(Dataset records)
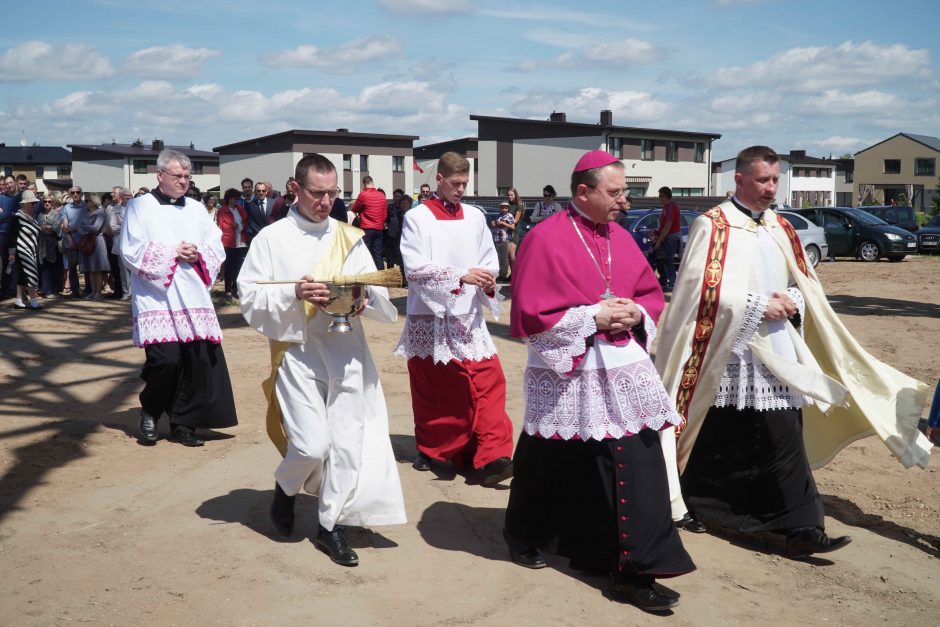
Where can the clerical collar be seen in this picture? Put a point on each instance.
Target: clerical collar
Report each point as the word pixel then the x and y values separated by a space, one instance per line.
pixel 747 210
pixel 163 199
pixel 450 206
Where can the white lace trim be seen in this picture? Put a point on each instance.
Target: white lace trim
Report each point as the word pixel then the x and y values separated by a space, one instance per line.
pixel 649 326
pixel 187 325
pixel 752 385
pixel 566 340
pixel 753 316
pixel 596 404
pixel 437 287
pixel 445 338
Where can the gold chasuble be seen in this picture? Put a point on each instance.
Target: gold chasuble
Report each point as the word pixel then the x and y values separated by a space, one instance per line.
pixel 328 266
pixel 853 394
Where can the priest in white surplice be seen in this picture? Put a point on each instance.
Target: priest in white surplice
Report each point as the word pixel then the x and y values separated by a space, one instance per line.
pixel 326 410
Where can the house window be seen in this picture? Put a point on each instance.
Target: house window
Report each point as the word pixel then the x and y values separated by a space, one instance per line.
pixel 140 165
pixel 672 151
pixel 615 145
pixel 925 167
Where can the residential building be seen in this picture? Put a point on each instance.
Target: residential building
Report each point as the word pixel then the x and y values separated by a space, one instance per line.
pixel 804 181
pixel 100 167
pixel 902 164
pixel 426 159
pixel 529 154
pixel 388 159
pixel 49 166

- [Written problem]
Can you quote the lines word for word, beginning with the first line and continuing through the line with "pixel 326 410", and leave out the pictures?

- [Solution to this task]
Where can the clerical collar be seen in this picture? Put a point on each instance.
Target: clerical collar
Report each point as the word pixel then the x and y values separated by a space, one instance per line.
pixel 747 210
pixel 163 199
pixel 450 206
Where can the white lace trim be seen in this picture? Put a point on each instance.
Target: white lace trim
Report each point as the word pixel then the x and y values separated by a space, one instance per line.
pixel 649 326
pixel 187 325
pixel 752 385
pixel 566 340
pixel 753 316
pixel 596 404
pixel 437 287
pixel 445 338
Where can the gold chasuble be seen in this picture? Put a point on each instance.
Target: gold chasuble
Report each point as the word pixel then the x and y values separated by a space, one instance per line.
pixel 328 266
pixel 853 394
Where can the priest in white surplice be seen in this picture? Put a point on each instance.
Target: priest in white surplice
Report each point as the word pixel then the x and y values separated by a space, one instance per line.
pixel 326 410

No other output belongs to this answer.